» **Task prompt**: List each line of the data that holds the word "construction".

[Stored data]
※ ※ ※

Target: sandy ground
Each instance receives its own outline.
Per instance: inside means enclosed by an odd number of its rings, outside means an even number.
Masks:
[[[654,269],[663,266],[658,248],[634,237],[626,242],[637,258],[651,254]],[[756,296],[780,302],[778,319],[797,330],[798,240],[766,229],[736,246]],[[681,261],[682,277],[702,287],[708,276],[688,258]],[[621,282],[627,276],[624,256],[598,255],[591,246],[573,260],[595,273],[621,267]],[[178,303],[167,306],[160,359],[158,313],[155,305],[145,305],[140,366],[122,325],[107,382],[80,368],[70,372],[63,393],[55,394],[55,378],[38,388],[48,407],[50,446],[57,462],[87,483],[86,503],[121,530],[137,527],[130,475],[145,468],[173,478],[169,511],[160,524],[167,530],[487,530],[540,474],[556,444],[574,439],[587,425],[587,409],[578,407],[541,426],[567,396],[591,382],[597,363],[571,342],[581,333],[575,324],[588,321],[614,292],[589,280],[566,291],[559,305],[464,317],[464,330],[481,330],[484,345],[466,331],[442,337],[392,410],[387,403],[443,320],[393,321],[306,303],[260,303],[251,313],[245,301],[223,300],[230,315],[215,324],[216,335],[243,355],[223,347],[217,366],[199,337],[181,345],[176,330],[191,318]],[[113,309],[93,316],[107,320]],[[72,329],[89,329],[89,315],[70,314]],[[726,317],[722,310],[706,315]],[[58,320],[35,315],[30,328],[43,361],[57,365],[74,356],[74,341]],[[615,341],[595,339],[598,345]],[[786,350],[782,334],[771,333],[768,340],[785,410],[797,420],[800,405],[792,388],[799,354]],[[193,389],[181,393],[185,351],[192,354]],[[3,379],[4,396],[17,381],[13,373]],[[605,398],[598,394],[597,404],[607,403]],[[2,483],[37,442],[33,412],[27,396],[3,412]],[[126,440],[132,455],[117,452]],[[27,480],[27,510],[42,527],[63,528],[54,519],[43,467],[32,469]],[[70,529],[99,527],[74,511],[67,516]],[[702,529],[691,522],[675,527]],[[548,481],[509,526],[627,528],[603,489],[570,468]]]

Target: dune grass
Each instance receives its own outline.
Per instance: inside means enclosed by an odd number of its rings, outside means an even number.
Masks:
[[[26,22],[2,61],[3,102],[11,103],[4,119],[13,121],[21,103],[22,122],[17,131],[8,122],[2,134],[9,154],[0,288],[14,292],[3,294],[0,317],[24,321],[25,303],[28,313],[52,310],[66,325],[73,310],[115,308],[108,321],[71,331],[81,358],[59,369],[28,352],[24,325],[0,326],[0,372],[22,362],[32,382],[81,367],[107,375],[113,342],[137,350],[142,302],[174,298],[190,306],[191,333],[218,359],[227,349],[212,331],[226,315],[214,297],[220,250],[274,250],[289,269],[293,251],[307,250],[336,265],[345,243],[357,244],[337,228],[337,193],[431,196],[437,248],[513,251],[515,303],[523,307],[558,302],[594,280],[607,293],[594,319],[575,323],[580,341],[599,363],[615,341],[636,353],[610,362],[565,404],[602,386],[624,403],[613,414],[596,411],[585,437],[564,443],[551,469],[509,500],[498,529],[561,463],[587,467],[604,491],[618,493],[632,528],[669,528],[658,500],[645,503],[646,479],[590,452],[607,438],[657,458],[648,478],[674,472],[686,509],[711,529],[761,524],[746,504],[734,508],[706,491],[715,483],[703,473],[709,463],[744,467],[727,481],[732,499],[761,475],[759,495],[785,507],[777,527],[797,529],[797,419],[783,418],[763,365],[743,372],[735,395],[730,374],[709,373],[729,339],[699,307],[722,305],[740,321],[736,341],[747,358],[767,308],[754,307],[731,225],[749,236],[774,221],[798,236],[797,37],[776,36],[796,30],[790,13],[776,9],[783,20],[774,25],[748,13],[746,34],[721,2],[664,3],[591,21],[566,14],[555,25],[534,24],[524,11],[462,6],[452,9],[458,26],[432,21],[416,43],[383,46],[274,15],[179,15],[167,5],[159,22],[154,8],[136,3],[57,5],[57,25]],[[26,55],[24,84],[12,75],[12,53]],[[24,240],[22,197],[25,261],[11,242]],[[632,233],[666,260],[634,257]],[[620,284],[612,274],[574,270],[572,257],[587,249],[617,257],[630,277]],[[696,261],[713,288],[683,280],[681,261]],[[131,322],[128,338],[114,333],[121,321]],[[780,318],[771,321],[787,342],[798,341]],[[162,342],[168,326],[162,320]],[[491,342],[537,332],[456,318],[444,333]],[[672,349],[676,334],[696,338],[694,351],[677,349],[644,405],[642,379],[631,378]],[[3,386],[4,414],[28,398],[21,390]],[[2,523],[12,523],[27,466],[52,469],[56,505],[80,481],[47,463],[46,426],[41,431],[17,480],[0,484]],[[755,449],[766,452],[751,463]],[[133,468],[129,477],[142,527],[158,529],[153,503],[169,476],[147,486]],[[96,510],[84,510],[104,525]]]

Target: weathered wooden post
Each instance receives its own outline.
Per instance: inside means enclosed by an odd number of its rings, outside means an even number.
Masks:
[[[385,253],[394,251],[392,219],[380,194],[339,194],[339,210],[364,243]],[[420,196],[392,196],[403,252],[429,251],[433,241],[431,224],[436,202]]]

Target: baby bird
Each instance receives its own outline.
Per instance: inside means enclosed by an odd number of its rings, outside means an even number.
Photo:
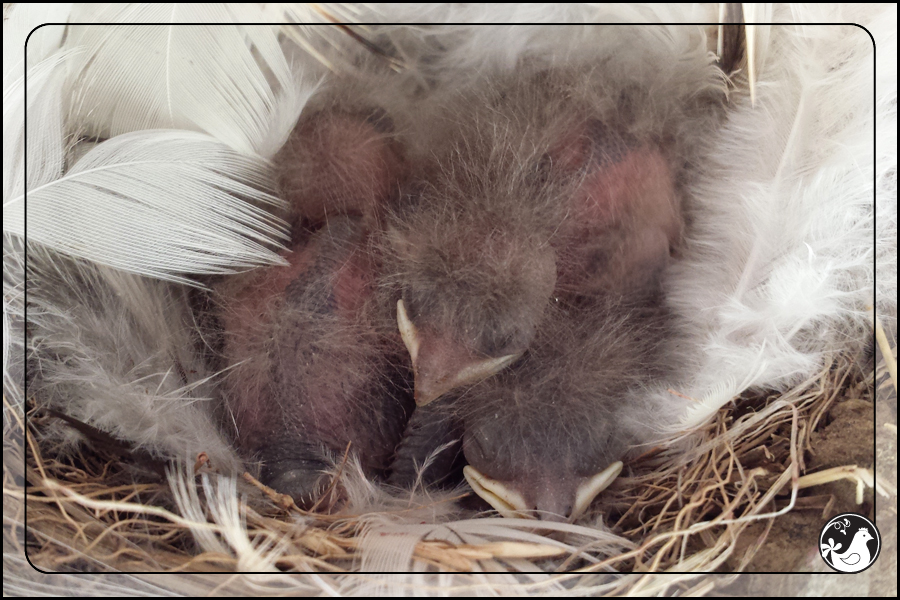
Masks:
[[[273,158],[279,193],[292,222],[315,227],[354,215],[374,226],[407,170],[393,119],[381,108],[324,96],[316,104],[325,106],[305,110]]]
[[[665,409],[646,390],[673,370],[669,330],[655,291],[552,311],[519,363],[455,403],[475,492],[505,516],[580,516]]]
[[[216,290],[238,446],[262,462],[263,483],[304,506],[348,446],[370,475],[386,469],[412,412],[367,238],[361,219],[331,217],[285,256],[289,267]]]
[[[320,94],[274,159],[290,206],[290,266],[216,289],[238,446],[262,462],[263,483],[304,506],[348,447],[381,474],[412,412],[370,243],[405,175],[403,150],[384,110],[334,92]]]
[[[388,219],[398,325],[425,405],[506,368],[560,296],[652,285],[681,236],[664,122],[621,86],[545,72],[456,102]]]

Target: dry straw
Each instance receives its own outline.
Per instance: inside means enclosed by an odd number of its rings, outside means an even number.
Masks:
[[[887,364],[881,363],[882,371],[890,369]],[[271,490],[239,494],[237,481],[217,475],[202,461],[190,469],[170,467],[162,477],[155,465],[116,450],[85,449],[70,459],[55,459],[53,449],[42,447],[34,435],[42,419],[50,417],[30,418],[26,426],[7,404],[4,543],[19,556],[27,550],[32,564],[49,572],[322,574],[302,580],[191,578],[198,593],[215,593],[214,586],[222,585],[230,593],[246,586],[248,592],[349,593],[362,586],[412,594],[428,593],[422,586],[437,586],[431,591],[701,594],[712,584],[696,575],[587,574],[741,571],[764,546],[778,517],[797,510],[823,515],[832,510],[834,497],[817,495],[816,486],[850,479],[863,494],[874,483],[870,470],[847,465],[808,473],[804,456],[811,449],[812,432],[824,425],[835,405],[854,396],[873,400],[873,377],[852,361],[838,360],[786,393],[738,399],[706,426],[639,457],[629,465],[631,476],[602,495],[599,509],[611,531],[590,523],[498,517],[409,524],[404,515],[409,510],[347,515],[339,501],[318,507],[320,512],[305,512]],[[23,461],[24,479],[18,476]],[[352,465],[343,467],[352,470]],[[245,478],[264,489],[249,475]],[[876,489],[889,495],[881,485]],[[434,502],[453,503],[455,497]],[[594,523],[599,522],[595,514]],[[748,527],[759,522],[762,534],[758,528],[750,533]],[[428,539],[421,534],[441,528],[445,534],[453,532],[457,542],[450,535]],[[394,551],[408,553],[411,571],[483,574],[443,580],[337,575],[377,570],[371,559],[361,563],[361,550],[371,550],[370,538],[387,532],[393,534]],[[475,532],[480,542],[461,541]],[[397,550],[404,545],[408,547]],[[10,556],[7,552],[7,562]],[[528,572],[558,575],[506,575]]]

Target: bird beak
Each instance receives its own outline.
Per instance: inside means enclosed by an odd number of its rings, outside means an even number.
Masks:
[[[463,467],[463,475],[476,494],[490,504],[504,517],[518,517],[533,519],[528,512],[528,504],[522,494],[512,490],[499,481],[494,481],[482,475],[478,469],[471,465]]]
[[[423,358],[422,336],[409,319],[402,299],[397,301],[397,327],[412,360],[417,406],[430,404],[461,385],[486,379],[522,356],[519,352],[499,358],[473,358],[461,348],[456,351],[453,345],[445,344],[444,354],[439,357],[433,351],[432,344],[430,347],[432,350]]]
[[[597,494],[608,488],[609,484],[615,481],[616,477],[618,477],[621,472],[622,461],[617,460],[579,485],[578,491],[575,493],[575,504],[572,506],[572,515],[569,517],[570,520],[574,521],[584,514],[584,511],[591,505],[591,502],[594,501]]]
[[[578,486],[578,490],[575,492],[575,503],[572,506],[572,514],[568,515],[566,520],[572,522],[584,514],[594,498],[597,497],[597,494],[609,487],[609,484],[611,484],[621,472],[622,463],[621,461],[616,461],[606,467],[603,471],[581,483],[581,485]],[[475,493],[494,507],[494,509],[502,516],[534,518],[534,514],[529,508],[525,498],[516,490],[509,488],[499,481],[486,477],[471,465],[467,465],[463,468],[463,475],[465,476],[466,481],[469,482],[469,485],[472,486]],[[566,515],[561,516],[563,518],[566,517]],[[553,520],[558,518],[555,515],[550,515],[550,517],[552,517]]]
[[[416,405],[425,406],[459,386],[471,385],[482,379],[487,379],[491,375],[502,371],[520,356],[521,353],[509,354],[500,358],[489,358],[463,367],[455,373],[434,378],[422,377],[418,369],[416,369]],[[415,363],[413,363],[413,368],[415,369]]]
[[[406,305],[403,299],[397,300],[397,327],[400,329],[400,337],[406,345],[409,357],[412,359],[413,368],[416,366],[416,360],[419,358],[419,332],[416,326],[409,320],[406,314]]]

※ ※ ※

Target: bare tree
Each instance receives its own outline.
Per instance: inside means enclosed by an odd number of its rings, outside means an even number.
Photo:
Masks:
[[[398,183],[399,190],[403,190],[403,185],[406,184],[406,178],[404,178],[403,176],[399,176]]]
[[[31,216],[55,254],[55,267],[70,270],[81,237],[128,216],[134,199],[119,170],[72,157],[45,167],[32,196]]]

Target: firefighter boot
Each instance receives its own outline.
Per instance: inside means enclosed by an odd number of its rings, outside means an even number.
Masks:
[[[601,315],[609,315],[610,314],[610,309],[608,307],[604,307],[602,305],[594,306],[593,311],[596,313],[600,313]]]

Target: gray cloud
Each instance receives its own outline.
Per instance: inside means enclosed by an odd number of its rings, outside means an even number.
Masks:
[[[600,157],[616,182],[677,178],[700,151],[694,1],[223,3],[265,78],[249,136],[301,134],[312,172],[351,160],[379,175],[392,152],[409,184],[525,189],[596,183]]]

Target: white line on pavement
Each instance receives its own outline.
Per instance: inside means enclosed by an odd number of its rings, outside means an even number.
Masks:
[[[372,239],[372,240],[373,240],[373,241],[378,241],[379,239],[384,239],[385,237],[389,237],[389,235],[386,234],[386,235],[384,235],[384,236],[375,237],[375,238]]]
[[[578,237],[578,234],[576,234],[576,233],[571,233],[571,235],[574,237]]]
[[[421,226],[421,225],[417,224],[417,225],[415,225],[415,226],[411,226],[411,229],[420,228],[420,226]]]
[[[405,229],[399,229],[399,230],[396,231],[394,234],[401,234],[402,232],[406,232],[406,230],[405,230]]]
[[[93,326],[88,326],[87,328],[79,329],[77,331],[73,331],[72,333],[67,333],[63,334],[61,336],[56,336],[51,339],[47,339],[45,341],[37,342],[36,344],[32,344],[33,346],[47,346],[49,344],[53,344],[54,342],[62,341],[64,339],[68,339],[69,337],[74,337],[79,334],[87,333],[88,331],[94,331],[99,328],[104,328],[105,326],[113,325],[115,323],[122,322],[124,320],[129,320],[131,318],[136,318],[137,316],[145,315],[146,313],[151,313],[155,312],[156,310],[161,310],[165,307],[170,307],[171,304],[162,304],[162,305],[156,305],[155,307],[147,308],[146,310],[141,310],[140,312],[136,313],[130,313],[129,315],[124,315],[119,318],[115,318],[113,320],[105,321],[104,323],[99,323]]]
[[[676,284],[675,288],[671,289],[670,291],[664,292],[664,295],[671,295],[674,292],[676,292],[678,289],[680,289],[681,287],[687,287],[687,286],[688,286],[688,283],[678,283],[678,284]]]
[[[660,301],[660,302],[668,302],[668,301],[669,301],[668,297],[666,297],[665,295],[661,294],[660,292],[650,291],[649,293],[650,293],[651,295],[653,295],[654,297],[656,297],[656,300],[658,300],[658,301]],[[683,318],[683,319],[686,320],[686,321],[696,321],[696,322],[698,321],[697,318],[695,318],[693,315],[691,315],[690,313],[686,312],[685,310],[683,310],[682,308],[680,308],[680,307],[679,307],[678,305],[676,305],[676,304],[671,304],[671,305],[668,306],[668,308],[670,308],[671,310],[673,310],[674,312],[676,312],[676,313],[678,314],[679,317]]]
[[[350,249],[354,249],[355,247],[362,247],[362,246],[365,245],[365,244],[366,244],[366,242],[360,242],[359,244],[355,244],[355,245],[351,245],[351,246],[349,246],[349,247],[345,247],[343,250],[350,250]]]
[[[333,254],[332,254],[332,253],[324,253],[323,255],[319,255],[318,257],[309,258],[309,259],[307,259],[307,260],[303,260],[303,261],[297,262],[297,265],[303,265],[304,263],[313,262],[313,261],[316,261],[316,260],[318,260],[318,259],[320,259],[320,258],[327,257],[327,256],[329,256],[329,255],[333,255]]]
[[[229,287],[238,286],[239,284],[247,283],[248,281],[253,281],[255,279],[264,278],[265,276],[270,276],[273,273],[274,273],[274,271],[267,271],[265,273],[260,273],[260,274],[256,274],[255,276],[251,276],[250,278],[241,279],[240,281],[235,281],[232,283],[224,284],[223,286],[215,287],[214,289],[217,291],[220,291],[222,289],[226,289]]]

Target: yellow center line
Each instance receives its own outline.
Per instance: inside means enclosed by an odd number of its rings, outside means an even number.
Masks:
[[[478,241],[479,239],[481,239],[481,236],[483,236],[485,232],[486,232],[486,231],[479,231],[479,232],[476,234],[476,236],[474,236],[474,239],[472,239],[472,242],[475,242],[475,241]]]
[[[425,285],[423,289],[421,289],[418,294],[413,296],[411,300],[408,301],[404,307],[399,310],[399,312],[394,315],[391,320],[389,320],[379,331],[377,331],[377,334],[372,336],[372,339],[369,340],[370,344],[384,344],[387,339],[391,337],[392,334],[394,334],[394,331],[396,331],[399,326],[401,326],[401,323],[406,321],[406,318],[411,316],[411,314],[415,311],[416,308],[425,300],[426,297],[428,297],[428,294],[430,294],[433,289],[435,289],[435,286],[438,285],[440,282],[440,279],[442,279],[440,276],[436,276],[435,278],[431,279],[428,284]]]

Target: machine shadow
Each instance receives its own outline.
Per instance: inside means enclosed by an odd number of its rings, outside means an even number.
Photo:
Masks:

※ ※ ※

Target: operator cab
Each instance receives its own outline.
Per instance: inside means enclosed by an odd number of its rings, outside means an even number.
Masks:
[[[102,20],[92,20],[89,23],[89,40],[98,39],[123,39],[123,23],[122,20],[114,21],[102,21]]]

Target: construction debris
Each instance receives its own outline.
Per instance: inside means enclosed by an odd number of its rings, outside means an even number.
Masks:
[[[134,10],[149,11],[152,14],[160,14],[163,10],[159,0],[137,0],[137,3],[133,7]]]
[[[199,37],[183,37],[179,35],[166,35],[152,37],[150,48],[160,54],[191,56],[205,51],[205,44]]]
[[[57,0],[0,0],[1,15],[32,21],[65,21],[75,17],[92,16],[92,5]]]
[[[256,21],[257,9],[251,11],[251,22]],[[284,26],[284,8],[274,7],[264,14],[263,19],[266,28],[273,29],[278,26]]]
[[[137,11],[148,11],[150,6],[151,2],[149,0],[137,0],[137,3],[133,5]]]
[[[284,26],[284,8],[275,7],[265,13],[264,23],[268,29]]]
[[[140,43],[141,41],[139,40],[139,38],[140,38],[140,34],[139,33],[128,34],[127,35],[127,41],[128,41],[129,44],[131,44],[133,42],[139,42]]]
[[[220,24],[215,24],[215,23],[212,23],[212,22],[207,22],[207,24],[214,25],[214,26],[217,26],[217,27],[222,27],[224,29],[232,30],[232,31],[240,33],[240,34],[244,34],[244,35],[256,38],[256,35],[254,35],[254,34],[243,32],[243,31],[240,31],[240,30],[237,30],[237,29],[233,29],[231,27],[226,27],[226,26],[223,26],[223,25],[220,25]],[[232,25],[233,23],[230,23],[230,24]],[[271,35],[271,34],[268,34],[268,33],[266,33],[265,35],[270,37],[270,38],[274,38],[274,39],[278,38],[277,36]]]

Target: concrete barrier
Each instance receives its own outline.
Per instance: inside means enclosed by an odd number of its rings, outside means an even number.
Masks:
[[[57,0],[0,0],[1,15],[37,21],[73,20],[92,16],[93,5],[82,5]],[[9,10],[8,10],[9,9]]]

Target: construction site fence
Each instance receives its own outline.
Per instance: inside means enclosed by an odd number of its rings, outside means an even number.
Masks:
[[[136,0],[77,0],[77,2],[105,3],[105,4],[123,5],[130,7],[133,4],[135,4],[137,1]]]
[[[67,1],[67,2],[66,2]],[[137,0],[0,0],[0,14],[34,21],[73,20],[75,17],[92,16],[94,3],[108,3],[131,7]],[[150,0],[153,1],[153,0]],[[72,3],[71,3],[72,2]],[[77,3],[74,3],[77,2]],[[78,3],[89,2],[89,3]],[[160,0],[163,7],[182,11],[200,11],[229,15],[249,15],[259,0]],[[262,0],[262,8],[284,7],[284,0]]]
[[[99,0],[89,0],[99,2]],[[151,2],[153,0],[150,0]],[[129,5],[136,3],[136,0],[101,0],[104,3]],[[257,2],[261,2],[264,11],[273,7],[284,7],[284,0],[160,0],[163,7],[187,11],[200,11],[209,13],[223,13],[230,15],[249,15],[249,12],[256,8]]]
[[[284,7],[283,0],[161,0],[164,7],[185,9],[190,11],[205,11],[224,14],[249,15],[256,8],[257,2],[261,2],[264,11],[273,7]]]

※ ※ ※

» **Exercise answer**:
Target: construction debris
Target: construction site fence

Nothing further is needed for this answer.